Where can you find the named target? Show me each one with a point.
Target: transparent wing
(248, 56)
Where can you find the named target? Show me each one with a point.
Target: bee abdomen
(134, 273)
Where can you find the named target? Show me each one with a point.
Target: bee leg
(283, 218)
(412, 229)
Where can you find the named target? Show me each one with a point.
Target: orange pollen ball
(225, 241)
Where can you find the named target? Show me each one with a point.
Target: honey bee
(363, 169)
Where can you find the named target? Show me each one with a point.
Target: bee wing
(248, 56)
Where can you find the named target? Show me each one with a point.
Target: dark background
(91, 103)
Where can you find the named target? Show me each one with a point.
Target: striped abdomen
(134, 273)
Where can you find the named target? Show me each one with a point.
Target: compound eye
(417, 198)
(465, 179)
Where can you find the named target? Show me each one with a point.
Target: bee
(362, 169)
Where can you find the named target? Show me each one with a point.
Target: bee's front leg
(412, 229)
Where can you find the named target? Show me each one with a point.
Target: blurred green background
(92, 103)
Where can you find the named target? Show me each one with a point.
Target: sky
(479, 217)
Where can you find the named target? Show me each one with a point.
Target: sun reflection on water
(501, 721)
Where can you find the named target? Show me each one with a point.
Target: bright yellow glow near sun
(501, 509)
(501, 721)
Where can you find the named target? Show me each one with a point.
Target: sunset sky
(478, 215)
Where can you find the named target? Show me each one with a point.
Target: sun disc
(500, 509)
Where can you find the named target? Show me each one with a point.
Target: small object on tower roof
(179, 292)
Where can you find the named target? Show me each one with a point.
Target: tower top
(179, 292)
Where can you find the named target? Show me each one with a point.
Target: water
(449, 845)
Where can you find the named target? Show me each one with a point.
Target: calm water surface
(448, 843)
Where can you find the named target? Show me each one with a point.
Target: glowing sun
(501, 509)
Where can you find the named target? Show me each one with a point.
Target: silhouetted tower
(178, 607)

++++++++++++++++++++

▶ REQUEST
Count the lines in the entries above that contain the word "background", and reply with that number alone.

▶ FULL OUTPUT
2